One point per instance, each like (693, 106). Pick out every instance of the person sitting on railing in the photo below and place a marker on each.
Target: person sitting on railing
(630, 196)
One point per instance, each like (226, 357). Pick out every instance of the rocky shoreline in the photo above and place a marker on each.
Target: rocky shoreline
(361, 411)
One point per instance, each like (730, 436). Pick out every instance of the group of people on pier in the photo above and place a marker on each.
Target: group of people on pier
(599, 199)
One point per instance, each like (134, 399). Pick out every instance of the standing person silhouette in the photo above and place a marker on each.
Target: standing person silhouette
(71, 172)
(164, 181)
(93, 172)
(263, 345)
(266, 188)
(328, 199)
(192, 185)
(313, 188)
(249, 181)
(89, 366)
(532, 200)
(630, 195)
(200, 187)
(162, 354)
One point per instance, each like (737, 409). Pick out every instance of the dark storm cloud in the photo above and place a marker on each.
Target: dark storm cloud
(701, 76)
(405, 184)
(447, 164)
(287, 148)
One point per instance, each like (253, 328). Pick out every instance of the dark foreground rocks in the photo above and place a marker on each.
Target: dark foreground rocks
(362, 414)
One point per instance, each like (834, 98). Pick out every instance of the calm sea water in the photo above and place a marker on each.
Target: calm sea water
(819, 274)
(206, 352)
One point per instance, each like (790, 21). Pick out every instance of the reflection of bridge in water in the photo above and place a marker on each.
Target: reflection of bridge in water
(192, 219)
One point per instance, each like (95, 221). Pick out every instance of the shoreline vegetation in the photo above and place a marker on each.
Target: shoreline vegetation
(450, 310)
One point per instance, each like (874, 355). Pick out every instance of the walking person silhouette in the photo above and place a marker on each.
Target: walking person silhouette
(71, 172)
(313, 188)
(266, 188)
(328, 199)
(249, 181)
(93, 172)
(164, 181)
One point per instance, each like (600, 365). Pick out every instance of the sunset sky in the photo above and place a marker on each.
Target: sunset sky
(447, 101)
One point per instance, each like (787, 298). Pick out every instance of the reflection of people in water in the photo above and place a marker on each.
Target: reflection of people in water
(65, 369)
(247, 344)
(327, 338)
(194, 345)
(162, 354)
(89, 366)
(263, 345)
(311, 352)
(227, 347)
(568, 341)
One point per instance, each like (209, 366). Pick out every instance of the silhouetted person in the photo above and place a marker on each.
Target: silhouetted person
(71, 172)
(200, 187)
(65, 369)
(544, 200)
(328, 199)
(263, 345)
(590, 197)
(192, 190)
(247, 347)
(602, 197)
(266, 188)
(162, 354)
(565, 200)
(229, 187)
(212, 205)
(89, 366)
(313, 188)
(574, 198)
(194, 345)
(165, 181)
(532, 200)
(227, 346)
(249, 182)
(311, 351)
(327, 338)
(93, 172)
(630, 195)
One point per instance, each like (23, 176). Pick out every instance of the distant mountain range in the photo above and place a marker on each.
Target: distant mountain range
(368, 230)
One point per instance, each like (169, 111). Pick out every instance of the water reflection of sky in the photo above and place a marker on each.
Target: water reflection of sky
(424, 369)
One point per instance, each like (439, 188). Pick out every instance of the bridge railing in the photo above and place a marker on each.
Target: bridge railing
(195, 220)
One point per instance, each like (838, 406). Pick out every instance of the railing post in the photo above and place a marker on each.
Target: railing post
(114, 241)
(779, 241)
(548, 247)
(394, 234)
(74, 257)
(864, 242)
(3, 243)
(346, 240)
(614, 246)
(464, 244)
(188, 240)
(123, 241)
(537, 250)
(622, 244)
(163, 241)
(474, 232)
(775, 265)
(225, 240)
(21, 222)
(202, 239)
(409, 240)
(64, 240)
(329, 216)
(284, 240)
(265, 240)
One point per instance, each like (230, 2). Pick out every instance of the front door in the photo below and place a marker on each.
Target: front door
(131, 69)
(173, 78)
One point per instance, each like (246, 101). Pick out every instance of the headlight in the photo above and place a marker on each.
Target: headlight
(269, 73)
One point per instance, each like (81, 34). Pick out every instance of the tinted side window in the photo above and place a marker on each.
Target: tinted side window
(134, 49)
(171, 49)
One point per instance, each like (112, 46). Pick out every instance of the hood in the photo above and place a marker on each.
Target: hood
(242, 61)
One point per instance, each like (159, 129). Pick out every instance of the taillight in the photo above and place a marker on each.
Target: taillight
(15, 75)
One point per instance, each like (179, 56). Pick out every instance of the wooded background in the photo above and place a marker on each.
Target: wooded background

+++

* [Your goal] All that is wanted is the stretch of lines above from the one containing "One point per instance, each like (134, 399)." through the one containing "One point per instance, each like (737, 409).", duplicated exactly.

* [Written solution]
One point per instance, each like (134, 399). Pick out every instance of the standing person silhouette in the photo above and place a marker on each.
Target: standing person silhouette
(71, 172)
(164, 181)
(93, 172)
(263, 345)
(266, 188)
(328, 199)
(192, 185)
(313, 188)
(249, 181)
(89, 366)
(532, 200)
(630, 195)
(200, 187)
(162, 354)
One point per instance, each like (737, 409). Pick out every instance of the dark storm cloud in the photo above and place a marker on each.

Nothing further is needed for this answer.